In the listing below, transcribe the line that contains "just wanna know the bbox for the crack" and all lines following it, ending with the last line. Add nothing.

****************

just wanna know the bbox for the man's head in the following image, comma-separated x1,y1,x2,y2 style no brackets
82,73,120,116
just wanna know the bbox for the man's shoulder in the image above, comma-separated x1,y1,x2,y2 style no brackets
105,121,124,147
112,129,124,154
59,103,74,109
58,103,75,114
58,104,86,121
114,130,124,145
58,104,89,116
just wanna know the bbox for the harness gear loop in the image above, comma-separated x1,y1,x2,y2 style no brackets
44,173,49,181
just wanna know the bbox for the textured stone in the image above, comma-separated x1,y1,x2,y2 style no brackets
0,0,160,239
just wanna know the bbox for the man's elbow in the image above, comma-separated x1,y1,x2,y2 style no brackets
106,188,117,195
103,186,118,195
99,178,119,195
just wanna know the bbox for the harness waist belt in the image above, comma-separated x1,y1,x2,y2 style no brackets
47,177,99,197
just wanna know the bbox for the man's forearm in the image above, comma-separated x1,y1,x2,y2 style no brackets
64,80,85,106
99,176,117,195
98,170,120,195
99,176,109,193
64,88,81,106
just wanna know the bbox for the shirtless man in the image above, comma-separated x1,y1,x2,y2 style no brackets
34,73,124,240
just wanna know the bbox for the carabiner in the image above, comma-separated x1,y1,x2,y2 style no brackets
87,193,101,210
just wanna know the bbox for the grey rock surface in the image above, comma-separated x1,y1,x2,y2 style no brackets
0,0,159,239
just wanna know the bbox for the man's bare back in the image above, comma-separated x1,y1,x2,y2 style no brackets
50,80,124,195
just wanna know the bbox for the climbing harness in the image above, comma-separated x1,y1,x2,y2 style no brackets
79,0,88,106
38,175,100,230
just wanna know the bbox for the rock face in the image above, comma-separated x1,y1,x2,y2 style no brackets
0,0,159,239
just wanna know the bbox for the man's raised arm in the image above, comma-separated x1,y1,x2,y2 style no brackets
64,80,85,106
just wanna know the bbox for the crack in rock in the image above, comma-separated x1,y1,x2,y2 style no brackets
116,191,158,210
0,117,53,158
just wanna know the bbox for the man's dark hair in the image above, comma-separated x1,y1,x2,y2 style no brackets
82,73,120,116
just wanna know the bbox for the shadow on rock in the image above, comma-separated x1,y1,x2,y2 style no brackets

****************

Solution for this task:
just wanna know the bbox for the crack in rock in the image above, comma-separated x1,y1,x2,y2 style no brackets
116,191,158,210
0,117,53,158
just wanna know the bbox for the man's dark hair in the image above, comma-separated x1,y1,x2,y2 style no brackets
82,73,120,116
just wanna know the bbox for the shadow on rock in the image above, comma-separated x1,y1,x2,y2 style no brackets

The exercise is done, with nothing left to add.